**引用原文:**
________________________
音频编解码之AAC

《音视频应用开发系列文章目录》

本文基于fdk-aac封装AAC编码器类AvAac。aac编解码库有faac和fdk-aac，经百度，fdk-aac比较强大，所以基于fdk-aac，首先需要编译fdk-aac，Linux下easy，Windows下可以参考《windows下CMake fdk-aac》。

编码流程

打开编码器 // 初始化一些AAC编码器的参数

编码 

关闭编码器

编码器参数

typedef struct AvAacEncConfig_T{

	AvAacEncFmt format = AvAacEncFmt_AACLC;
	AvAacEncTransType trans_type = AvAacEncTransType_ADTS;
	short bits_per_sample = 16;		// bit
	int sample_rate = 48000;		// Hz
	int bit_rate = 128000;			// bit/second
	short in_channels = 1;
	short band_width = 10000;		// Hz
}AvAacEncConfig;

format：编码的AAC类型，AAC有很多种profile，自行百度。

trans_type：一般使用ADTS

bits_per_sample：每个音频采样点的采样精度

bit_rate：比特率

in_channels：音频通道数

band_width：带宽

打开编码器

int open_encoder(AvAacEncConfig aac_config, int &pcm_frame_len);

aac_config：编码器参数

pcm_frame_len：输出参数，得到一次送入解码器的PCM数据大小。这个参数很重要，只有在初始化编码器后才能得到，为啥说这个参数很重要呢，因为在解码的时候要用到。没有这个参数便不知道一次送入多少RAW PCM数据到编码器编码，送多了，送少了都不行。一个通道的每一帧AAC最大编码输出为768字节

编码

int encode(unsigned char *aac, unsigned char *pcm);

aac：输出编码后的aac数据

pcm：输入的pcm数据，其大小需为pcm_frame_len

关闭编码器

void close_encoder();

AvAac编码器类

AvAac.h

#ifndef _AV_AAC_H_
#define _AV_AAC_H_

/***********************************************************
**	Author:kaychan
**	Data:2019-11-21
**	Mail:[email protected]
**	Explain:a aac codec class base on fdk-aac
***********************************************************/

#include "aacenc_lib.h"
________________________
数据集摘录
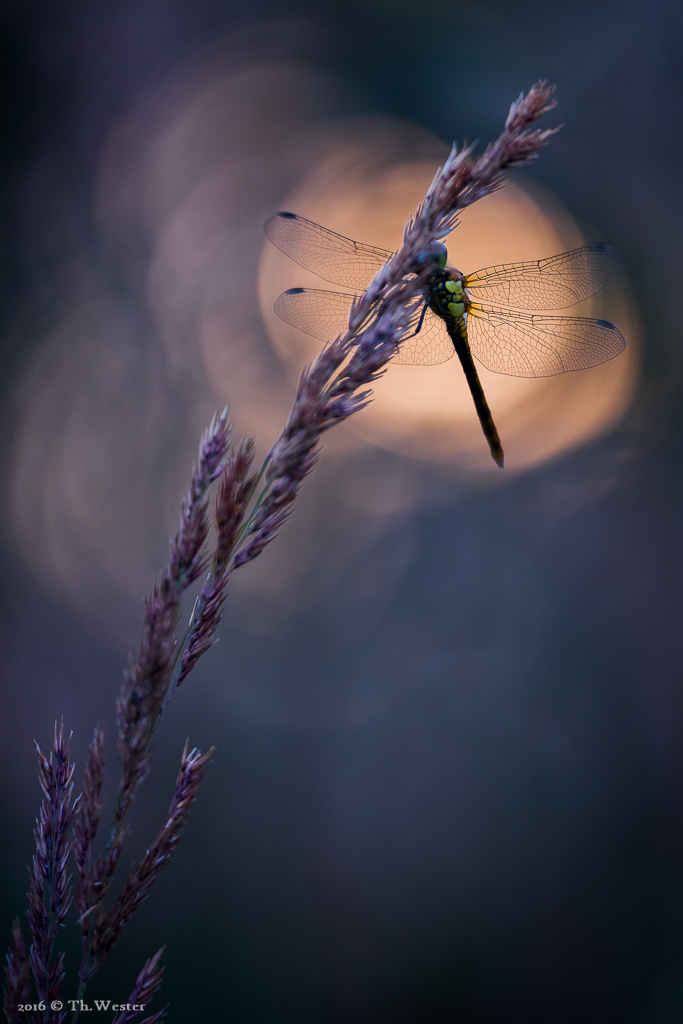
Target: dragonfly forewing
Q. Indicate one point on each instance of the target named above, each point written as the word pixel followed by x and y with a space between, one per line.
pixel 331 256
pixel 555 283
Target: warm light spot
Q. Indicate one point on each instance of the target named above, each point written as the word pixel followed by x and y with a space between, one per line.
pixel 427 412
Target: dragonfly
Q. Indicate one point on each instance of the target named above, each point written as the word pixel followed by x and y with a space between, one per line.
pixel 482 315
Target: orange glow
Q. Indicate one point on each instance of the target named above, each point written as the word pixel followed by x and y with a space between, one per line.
pixel 427 412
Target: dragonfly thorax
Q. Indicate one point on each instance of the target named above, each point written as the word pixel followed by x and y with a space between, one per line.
pixel 447 296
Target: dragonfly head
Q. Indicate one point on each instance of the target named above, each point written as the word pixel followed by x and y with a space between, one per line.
pixel 435 255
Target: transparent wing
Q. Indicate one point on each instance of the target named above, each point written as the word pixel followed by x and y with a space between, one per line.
pixel 322 314
pixel 429 346
pixel 331 256
pixel 547 284
pixel 523 345
pixel 325 315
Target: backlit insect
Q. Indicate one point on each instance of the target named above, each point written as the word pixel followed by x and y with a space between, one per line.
pixel 456 314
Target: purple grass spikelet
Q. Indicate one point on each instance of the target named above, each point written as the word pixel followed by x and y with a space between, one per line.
pixel 49 896
pixel 146 984
pixel 16 990
pixel 138 885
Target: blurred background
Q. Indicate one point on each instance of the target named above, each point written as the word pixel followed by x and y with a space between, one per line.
pixel 446 700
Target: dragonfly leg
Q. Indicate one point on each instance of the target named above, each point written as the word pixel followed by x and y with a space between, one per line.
pixel 485 419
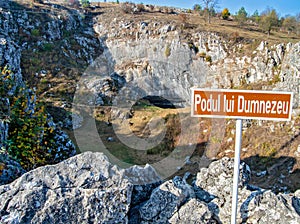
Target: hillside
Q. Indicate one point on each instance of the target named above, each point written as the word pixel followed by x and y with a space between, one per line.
pixel 116 78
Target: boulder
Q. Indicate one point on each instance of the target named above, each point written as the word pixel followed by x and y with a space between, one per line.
pixel 83 189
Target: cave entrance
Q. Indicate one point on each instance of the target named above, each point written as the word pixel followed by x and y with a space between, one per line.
pixel 156 101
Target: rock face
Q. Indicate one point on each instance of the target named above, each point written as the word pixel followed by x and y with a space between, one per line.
pixel 88 189
pixel 161 62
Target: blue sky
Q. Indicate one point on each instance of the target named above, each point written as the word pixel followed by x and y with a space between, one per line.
pixel 284 7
________________________
**题目要求:**
根据这篇关于AAC编码的文章，回答下列问题：
(a) 编码器参数中 sample_rate 的默认值是多少？
(b) 一个通道的每一帧AAC最大编码输出为多少字节？
(c) 调用 encode 时，输入的 pcm 数据大小需为多少？

**参考答案:**
(a) 48000 Hz。
(b) 768字节。
(c) pcm_frame_len。